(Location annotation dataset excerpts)

Begin

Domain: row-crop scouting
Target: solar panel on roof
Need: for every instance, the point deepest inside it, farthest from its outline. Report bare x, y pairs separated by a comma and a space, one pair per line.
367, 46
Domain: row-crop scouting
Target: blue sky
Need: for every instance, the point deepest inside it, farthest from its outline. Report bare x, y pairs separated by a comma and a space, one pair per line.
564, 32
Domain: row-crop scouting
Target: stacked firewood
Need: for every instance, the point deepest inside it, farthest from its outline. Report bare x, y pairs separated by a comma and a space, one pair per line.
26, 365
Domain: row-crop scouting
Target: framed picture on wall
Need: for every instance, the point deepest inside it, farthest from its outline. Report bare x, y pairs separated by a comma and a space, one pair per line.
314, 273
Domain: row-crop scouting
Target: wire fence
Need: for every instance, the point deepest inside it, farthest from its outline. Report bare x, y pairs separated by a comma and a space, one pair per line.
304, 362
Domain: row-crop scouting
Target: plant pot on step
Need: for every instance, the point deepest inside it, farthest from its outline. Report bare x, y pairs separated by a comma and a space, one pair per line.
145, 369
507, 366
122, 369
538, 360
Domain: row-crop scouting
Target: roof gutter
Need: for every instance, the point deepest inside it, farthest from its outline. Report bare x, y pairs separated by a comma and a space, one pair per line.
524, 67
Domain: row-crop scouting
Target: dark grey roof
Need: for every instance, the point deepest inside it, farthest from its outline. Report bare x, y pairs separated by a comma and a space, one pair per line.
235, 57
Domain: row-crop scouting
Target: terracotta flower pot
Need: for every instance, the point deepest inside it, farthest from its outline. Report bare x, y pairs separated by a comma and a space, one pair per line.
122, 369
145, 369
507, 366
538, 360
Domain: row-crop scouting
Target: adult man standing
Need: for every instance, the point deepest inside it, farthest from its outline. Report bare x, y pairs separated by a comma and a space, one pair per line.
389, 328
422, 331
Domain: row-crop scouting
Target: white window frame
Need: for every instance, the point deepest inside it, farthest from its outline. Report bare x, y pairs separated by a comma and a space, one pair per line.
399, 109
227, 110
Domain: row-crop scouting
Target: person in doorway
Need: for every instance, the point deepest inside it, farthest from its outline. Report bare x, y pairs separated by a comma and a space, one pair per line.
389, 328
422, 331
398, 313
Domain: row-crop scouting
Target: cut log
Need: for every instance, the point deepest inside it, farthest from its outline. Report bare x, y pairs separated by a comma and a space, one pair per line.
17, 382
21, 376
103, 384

End

(Problem): Identify every line in the listing above that contains the word "roof", and copy each of those lines in full.

(Answer to this problem):
Target: solar panel on roof
Target: roof gutter
Target: dark grey roof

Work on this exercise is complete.